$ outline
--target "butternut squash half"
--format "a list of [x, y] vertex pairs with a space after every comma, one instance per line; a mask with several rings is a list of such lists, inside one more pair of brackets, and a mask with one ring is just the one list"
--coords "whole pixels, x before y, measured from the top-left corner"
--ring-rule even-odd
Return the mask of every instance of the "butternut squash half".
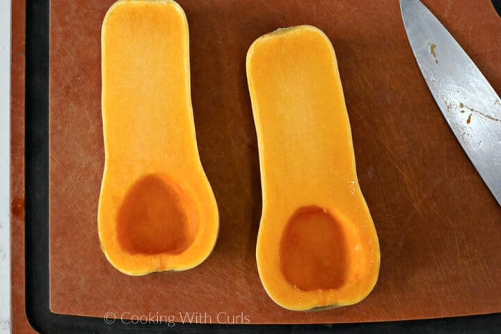
[[372, 290], [379, 246], [360, 191], [333, 47], [317, 28], [279, 29], [247, 54], [262, 214], [256, 258], [280, 306], [353, 304]]
[[184, 13], [170, 0], [119, 1], [102, 51], [102, 248], [129, 275], [193, 268], [219, 223], [195, 135]]

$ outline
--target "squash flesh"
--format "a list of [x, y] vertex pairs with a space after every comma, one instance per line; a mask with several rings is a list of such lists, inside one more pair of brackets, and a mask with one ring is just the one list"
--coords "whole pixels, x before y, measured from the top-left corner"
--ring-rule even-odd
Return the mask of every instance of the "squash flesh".
[[[263, 285], [290, 310], [357, 303], [376, 283], [380, 255], [332, 45], [310, 26], [280, 29], [250, 47], [247, 77], [261, 168]], [[302, 209], [309, 216], [298, 218]]]
[[218, 215], [196, 145], [184, 13], [170, 0], [117, 1], [102, 50], [102, 248], [129, 275], [196, 267]]

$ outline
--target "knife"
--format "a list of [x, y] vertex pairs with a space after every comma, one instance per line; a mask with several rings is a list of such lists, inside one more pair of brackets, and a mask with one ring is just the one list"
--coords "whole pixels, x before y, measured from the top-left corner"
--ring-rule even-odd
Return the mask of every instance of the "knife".
[[411, 48], [452, 132], [501, 205], [501, 99], [419, 0], [400, 0]]

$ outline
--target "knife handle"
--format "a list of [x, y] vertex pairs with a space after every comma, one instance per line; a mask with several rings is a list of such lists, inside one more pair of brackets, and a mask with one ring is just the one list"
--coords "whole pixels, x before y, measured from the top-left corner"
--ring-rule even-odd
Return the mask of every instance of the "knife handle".
[[498, 12], [498, 15], [501, 16], [501, 0], [491, 0], [494, 9]]

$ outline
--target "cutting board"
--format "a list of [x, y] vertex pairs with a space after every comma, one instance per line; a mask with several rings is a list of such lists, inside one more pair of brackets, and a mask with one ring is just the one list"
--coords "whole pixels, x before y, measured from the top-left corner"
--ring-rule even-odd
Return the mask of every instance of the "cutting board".
[[[113, 2], [51, 1], [53, 312], [176, 321], [187, 312], [195, 322], [251, 324], [501, 312], [501, 208], [435, 104], [396, 0], [180, 0], [190, 29], [198, 148], [219, 207], [219, 237], [211, 256], [193, 270], [142, 277], [116, 270], [97, 230], [104, 161], [100, 29]], [[501, 19], [491, 1], [424, 2], [501, 92], [501, 41], [495, 33]], [[378, 283], [365, 300], [315, 312], [280, 308], [259, 279], [255, 251], [262, 198], [245, 73], [254, 40], [303, 24], [322, 29], [336, 51], [358, 175], [381, 250]]]

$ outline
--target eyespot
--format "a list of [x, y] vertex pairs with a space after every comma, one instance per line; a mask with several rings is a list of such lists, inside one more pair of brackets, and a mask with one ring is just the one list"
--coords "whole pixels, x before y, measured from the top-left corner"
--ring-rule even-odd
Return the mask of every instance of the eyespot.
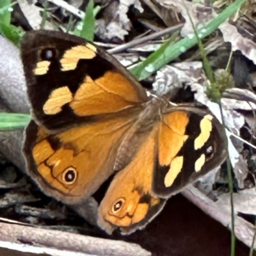
[[125, 200], [124, 198], [119, 198], [117, 200], [112, 206], [112, 212], [115, 214], [118, 212], [120, 210], [121, 210], [122, 207], [123, 206]]
[[77, 179], [77, 171], [73, 167], [68, 167], [62, 174], [62, 180], [67, 185], [72, 184]]
[[41, 58], [42, 60], [51, 61], [55, 58], [56, 51], [54, 48], [46, 48], [41, 52]]
[[212, 154], [212, 153], [213, 153], [213, 147], [212, 146], [208, 147], [205, 150], [206, 156], [207, 156], [208, 157], [211, 156]]

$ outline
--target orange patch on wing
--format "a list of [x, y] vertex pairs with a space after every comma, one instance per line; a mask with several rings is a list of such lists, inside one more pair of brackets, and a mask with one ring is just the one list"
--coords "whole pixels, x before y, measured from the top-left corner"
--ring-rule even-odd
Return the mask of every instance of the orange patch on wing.
[[[69, 196], [92, 195], [112, 173], [118, 142], [132, 124], [133, 120], [125, 116], [70, 128], [54, 136], [61, 145], [56, 151], [47, 140], [38, 141], [33, 150], [38, 172], [51, 186]], [[44, 131], [42, 134], [45, 136]], [[68, 167], [77, 175], [70, 184], [63, 175]]]
[[185, 135], [188, 115], [175, 111], [164, 115], [159, 134], [159, 161], [161, 166], [170, 165], [188, 138]]
[[[143, 220], [148, 213], [148, 203], [140, 203], [143, 195], [153, 198], [152, 183], [156, 158], [156, 132], [159, 126], [146, 137], [131, 162], [115, 176], [109, 188], [100, 203], [98, 222], [100, 227], [106, 227], [105, 221], [116, 226], [127, 227]], [[125, 202], [117, 212], [111, 211], [113, 204], [118, 198]], [[157, 204], [159, 200], [152, 200]]]
[[136, 102], [139, 97], [132, 85], [119, 73], [109, 72], [95, 81], [87, 76], [70, 106], [76, 115], [90, 116], [118, 112]]
[[92, 59], [96, 56], [96, 48], [90, 44], [72, 47], [66, 51], [60, 60], [61, 70], [67, 71], [75, 69], [79, 60]]
[[49, 142], [44, 140], [35, 145], [32, 154], [36, 164], [38, 166], [54, 152]]
[[43, 106], [44, 113], [45, 115], [56, 115], [61, 111], [63, 105], [70, 102], [72, 99], [72, 94], [68, 86], [55, 89]]

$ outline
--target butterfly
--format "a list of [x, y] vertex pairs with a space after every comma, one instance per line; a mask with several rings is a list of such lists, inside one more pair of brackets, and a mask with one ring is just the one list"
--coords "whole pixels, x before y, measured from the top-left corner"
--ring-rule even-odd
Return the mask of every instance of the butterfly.
[[34, 31], [21, 56], [34, 117], [23, 147], [28, 173], [69, 205], [115, 174], [98, 209], [108, 233], [142, 228], [171, 195], [225, 161], [222, 126], [205, 108], [148, 95], [95, 44]]

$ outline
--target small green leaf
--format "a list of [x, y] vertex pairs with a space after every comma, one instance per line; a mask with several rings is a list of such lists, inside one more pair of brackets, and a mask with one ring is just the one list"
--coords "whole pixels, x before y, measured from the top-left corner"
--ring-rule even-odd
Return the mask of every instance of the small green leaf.
[[24, 33], [20, 28], [13, 25], [8, 26], [0, 22], [0, 33], [16, 45], [19, 45]]
[[89, 41], [93, 41], [95, 19], [93, 14], [93, 0], [90, 0], [83, 20], [83, 28], [80, 36]]
[[11, 22], [11, 7], [16, 3], [11, 3], [11, 0], [0, 1], [0, 20], [5, 25], [10, 25]]
[[30, 115], [0, 113], [0, 131], [24, 129], [31, 119]]

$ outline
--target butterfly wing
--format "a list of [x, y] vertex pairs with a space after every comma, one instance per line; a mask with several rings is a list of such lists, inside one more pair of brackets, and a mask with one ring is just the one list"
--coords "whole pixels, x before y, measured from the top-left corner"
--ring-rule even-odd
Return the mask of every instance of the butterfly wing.
[[143, 228], [165, 204], [152, 191], [158, 129], [148, 133], [131, 162], [115, 175], [99, 207], [98, 225], [108, 234], [116, 227], [125, 234]]
[[21, 50], [33, 113], [48, 129], [93, 122], [148, 100], [115, 58], [79, 37], [31, 31]]
[[205, 109], [178, 106], [163, 115], [152, 189], [170, 197], [227, 157], [224, 129]]
[[114, 177], [99, 208], [108, 233], [141, 228], [166, 200], [222, 163], [221, 125], [207, 111], [178, 106], [165, 111], [131, 163]]

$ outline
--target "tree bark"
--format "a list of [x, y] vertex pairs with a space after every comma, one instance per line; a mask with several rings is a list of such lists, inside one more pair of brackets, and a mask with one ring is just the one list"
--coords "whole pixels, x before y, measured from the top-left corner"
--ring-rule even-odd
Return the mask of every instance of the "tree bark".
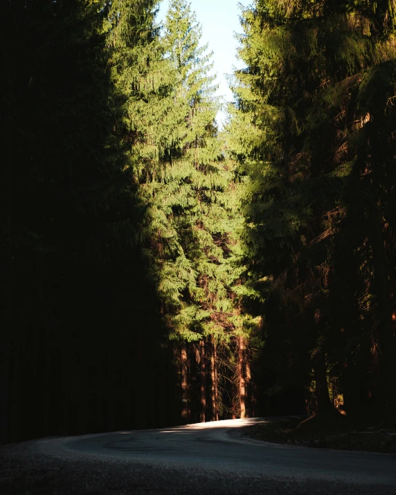
[[377, 305], [378, 339], [382, 354], [381, 389], [384, 411], [387, 420], [392, 421], [396, 413], [395, 339], [392, 324], [392, 305], [389, 298], [389, 282], [386, 254], [382, 235], [382, 222], [377, 206], [374, 207], [371, 226], [371, 244], [373, 255], [374, 289]]
[[206, 370], [205, 363], [205, 341], [204, 340], [201, 340], [199, 342], [199, 348], [201, 351], [201, 359], [199, 360], [199, 368], [201, 372], [201, 411], [199, 412], [199, 422], [201, 423], [204, 423], [206, 420]]
[[217, 344], [213, 342], [213, 354], [215, 358], [215, 419], [219, 421], [219, 388], [217, 386]]
[[312, 353], [312, 361], [316, 383], [316, 395], [317, 400], [317, 414], [329, 415], [334, 412], [332, 404], [329, 388], [327, 387], [327, 373], [326, 361], [322, 349], [322, 344]]
[[0, 442], [10, 440], [9, 399], [10, 399], [10, 342], [6, 334], [3, 343], [0, 368]]
[[243, 336], [239, 338], [239, 362], [238, 375], [240, 379], [240, 400], [241, 406], [240, 417], [246, 417], [246, 381], [244, 377], [244, 349], [245, 344]]
[[250, 367], [249, 357], [246, 354], [245, 354], [245, 360], [246, 360], [246, 417], [251, 417], [251, 416], [252, 416], [251, 402], [250, 400], [251, 398], [251, 367]]
[[187, 379], [187, 350], [182, 345], [180, 351], [180, 372], [181, 388], [181, 422], [188, 423], [188, 382]]

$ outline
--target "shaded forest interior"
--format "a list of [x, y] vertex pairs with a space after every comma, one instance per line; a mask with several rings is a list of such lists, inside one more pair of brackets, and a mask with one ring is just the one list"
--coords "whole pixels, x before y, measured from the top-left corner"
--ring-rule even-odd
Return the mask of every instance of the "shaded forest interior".
[[6, 0], [0, 441], [396, 417], [396, 3]]

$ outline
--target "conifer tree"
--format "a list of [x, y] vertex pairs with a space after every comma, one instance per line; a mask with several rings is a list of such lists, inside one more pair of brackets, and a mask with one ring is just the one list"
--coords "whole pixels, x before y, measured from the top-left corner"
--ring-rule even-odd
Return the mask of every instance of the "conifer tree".
[[[314, 367], [320, 411], [331, 411], [327, 371], [332, 368], [342, 378], [339, 363], [343, 359], [345, 369], [359, 364], [350, 354], [346, 357], [351, 345], [363, 344], [366, 339], [368, 329], [361, 321], [368, 322], [367, 309], [379, 312], [368, 332], [375, 341], [377, 331], [372, 330], [384, 325], [379, 338], [388, 342], [386, 369], [394, 355], [391, 292], [386, 288], [390, 258], [386, 260], [384, 246], [384, 227], [390, 217], [384, 206], [381, 213], [377, 209], [385, 203], [383, 189], [374, 180], [381, 175], [381, 184], [390, 188], [386, 190], [393, 190], [393, 179], [383, 174], [392, 159], [383, 156], [384, 152], [381, 159], [371, 152], [377, 138], [368, 138], [375, 127], [375, 135], [381, 134], [384, 139], [375, 149], [390, 156], [394, 117], [389, 98], [395, 73], [389, 5], [384, 1], [375, 8], [348, 1], [314, 5], [263, 0], [242, 15], [240, 55], [247, 69], [235, 74], [237, 104], [231, 110], [229, 140], [245, 184], [245, 260], [253, 280], [260, 280], [255, 287], [265, 295], [267, 302], [258, 311], [265, 314], [269, 352], [271, 343], [278, 341], [282, 348], [273, 365], [279, 376], [273, 390], [282, 388], [282, 379], [290, 383], [293, 372], [289, 369], [286, 377], [282, 370], [291, 366], [296, 376], [296, 370]], [[375, 90], [369, 83], [373, 80], [381, 90]], [[378, 116], [373, 118], [375, 114]], [[381, 133], [379, 125], [384, 125]], [[371, 167], [372, 174], [366, 180]], [[368, 197], [373, 201], [370, 207], [363, 206]], [[372, 225], [370, 209], [377, 210], [377, 227], [368, 230], [366, 226]], [[393, 243], [385, 245], [390, 255]], [[336, 289], [345, 287], [343, 255], [355, 258], [348, 267], [346, 312]], [[362, 264], [368, 269], [364, 275]], [[371, 280], [369, 267], [371, 273], [377, 273]], [[377, 287], [377, 303], [366, 306], [369, 287]], [[334, 333], [340, 328], [345, 334], [341, 339]], [[343, 345], [342, 352], [329, 350]], [[358, 361], [368, 370], [367, 361], [362, 362], [368, 357], [368, 347], [366, 350]], [[288, 367], [282, 361], [287, 357]], [[394, 370], [389, 372], [393, 375]], [[345, 397], [351, 383], [345, 378]]]

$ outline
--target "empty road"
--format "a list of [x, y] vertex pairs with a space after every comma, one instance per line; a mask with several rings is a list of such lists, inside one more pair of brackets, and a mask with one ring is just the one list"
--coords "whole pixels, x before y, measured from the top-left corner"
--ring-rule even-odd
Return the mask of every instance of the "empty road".
[[34, 474], [26, 474], [33, 494], [35, 486], [48, 494], [57, 486], [57, 495], [396, 494], [396, 456], [278, 446], [240, 436], [242, 427], [259, 421], [266, 420], [44, 438], [16, 444], [14, 457], [24, 444], [25, 455], [42, 467], [41, 486]]

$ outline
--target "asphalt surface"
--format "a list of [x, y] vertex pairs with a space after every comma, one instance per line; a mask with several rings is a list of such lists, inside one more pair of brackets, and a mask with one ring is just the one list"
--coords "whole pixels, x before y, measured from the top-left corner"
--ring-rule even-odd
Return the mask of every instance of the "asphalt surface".
[[3, 446], [0, 493], [396, 494], [395, 455], [293, 447], [241, 436], [243, 427], [270, 420]]

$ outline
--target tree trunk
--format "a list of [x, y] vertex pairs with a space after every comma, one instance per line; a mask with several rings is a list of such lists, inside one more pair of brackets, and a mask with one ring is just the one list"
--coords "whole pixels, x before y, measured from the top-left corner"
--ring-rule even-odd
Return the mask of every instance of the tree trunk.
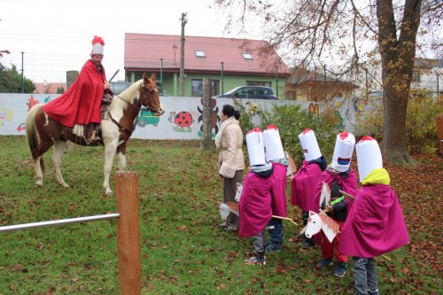
[[406, 0], [398, 39], [392, 1], [378, 0], [377, 5], [384, 88], [381, 146], [384, 159], [391, 164], [413, 164], [406, 120], [421, 5], [421, 0]]
[[203, 122], [200, 149], [208, 150], [214, 148], [212, 140], [212, 115], [211, 115], [211, 99], [213, 91], [211, 87], [211, 79], [203, 78]]

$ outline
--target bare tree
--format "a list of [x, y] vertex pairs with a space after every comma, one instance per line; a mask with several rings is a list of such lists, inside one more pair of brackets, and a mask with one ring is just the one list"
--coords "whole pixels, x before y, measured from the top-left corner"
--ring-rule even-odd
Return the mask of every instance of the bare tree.
[[[295, 68], [319, 66], [337, 74], [381, 65], [382, 151], [390, 163], [410, 163], [406, 115], [416, 54], [442, 55], [440, 0], [215, 0], [227, 28], [261, 23], [273, 49]], [[239, 28], [239, 29], [238, 29]], [[335, 68], [333, 66], [335, 66]]]

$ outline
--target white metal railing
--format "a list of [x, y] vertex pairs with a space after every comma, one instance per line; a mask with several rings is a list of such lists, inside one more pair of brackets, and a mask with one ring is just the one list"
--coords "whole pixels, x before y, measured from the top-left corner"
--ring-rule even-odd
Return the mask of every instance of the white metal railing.
[[108, 214], [86, 216], [86, 217], [67, 218], [67, 219], [61, 219], [61, 220], [49, 221], [7, 225], [7, 226], [0, 227], [0, 233], [6, 232], [6, 231], [16, 231], [16, 230], [20, 230], [20, 229], [27, 229], [51, 227], [51, 226], [55, 226], [55, 225], [63, 225], [63, 224], [70, 224], [70, 223], [76, 223], [76, 222], [89, 222], [89, 221], [103, 221], [103, 220], [107, 220], [107, 219], [115, 219], [115, 218], [119, 218], [119, 217], [120, 217], [120, 213], [108, 213]]

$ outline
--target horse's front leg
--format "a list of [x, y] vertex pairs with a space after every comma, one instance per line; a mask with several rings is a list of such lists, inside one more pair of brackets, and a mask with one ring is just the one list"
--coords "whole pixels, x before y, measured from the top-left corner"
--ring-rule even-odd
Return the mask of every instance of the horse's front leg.
[[117, 154], [119, 155], [119, 171], [125, 171], [126, 169], [126, 143], [124, 142], [117, 148]]
[[106, 196], [113, 196], [113, 192], [109, 186], [109, 178], [111, 176], [111, 170], [113, 169], [113, 157], [115, 156], [115, 150], [117, 148], [117, 142], [105, 143], [105, 167], [103, 173], [105, 180], [103, 182], [103, 188]]
[[61, 157], [65, 152], [66, 148], [66, 143], [58, 140], [54, 143], [54, 153], [52, 154], [52, 162], [54, 163], [54, 167], [56, 170], [57, 182], [64, 188], [68, 188], [69, 185], [65, 182], [63, 175], [61, 175]]

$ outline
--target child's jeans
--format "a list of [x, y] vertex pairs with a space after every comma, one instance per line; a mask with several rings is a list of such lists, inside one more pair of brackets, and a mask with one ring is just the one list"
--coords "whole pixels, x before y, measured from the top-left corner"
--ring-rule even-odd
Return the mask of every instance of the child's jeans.
[[265, 240], [265, 231], [263, 230], [258, 235], [255, 235], [253, 237], [253, 251], [256, 253], [264, 253], [265, 252], [265, 245], [266, 245], [266, 240]]
[[378, 295], [377, 265], [374, 258], [353, 257], [355, 294]]
[[280, 249], [283, 245], [283, 224], [281, 219], [273, 218], [268, 223], [269, 231], [269, 245], [274, 249]]

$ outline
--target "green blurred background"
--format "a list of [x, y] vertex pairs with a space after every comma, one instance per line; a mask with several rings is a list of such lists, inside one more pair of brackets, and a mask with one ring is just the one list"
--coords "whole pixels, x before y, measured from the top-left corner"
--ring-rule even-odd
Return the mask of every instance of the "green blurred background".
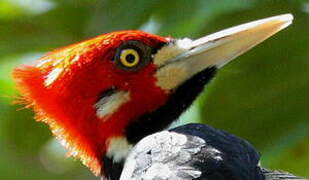
[[203, 119], [249, 140], [263, 166], [308, 178], [309, 1], [0, 0], [0, 179], [97, 179], [11, 104], [14, 66], [114, 30], [197, 38], [282, 13], [293, 25], [225, 66], [181, 122]]

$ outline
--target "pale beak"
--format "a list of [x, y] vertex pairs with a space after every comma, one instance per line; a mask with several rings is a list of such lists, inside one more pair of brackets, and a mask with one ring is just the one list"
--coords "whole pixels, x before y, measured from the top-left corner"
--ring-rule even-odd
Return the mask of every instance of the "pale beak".
[[286, 28], [293, 16], [269, 17], [202, 37], [180, 39], [158, 51], [154, 63], [157, 85], [164, 90], [177, 88], [195, 74], [209, 67], [220, 68], [265, 39]]

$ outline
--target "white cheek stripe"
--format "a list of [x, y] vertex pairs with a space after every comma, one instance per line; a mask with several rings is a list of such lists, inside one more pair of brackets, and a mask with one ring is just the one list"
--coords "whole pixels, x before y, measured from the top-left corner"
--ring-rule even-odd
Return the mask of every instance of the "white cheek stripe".
[[125, 137], [111, 137], [107, 140], [107, 157], [112, 158], [114, 162], [125, 160], [133, 148]]
[[94, 107], [97, 109], [97, 116], [99, 118], [106, 117], [115, 113], [118, 108], [130, 100], [130, 93], [128, 91], [118, 91], [110, 96], [100, 99]]

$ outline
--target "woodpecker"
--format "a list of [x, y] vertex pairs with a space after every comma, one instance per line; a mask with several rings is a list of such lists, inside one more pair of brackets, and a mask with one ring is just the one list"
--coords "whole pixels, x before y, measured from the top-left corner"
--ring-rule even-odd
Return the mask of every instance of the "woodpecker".
[[169, 179], [305, 180], [262, 168], [260, 155], [249, 142], [205, 124], [187, 124], [146, 136], [129, 153], [120, 177]]
[[17, 102], [49, 125], [69, 155], [97, 176], [117, 179], [138, 141], [167, 128], [219, 68], [292, 19], [274, 16], [197, 40], [138, 30], [103, 34], [17, 67]]

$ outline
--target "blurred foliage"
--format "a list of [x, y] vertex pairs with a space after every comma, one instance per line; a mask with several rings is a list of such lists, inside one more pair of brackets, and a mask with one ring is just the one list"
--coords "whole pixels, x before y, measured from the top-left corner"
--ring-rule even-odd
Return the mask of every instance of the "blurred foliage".
[[29, 110], [11, 104], [10, 73], [17, 64], [114, 30], [197, 38], [283, 13], [295, 16], [293, 25], [225, 66], [185, 119], [247, 139], [268, 168], [309, 177], [308, 1], [1, 0], [1, 179], [96, 179], [63, 158], [64, 150]]

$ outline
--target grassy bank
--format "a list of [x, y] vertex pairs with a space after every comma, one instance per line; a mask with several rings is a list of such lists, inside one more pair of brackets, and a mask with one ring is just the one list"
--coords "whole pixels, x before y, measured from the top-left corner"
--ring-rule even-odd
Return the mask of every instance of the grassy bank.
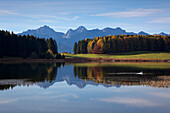
[[65, 54], [66, 58], [141, 58], [141, 59], [170, 59], [170, 52], [128, 52], [120, 54]]

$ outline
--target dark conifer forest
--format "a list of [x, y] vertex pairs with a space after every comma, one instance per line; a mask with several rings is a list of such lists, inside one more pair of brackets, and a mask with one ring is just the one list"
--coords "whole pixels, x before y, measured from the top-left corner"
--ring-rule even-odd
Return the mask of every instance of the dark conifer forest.
[[132, 51], [170, 52], [170, 36], [113, 35], [75, 42], [74, 54], [114, 54]]
[[64, 55], [58, 53], [57, 43], [52, 38], [45, 40], [29, 35], [18, 36], [1, 30], [0, 57], [54, 59], [64, 58]]

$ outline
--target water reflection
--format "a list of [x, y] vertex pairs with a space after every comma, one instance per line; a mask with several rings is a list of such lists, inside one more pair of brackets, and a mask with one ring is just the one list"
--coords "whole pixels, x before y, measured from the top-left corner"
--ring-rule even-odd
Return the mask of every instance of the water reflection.
[[[168, 88], [170, 70], [168, 66], [153, 67], [138, 64], [114, 65], [64, 65], [52, 64], [0, 64], [0, 90], [21, 85], [38, 85], [48, 88], [56, 82], [84, 88], [91, 84], [104, 87], [149, 86]], [[169, 68], [168, 68], [169, 67]], [[138, 74], [142, 72], [142, 74]]]

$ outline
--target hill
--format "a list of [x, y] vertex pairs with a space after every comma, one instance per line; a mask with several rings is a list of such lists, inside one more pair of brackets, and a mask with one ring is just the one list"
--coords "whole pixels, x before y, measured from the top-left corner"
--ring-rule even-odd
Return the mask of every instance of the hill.
[[[40, 38], [50, 38], [52, 37], [57, 41], [58, 44], [58, 50], [59, 52], [73, 52], [73, 45], [75, 42], [78, 42], [79, 40], [83, 40], [85, 38], [92, 39], [94, 37], [98, 36], [108, 36], [108, 35], [149, 35], [149, 33], [146, 32], [126, 32], [125, 30], [117, 27], [117, 28], [109, 28], [106, 27], [104, 29], [92, 29], [87, 30], [84, 26], [79, 26], [77, 29], [69, 29], [66, 33], [62, 32], [56, 32], [49, 26], [45, 25], [43, 27], [40, 27], [38, 29], [34, 30], [27, 30], [22, 33], [19, 33], [18, 35], [34, 35], [36, 37]], [[160, 33], [160, 35], [169, 35], [166, 33]]]

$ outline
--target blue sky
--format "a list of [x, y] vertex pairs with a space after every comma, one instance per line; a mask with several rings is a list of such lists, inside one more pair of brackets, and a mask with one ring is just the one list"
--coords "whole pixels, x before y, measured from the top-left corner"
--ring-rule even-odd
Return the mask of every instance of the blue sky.
[[170, 33], [170, 0], [0, 0], [0, 29], [19, 33], [48, 25], [66, 32], [121, 27]]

━━━━━━━━

● **The task**:
Pick out every line of the data above that contains the string "horse".

● **Worked solution**:
--target horse's front leg
Return the mask of every instance of the horse's front leg.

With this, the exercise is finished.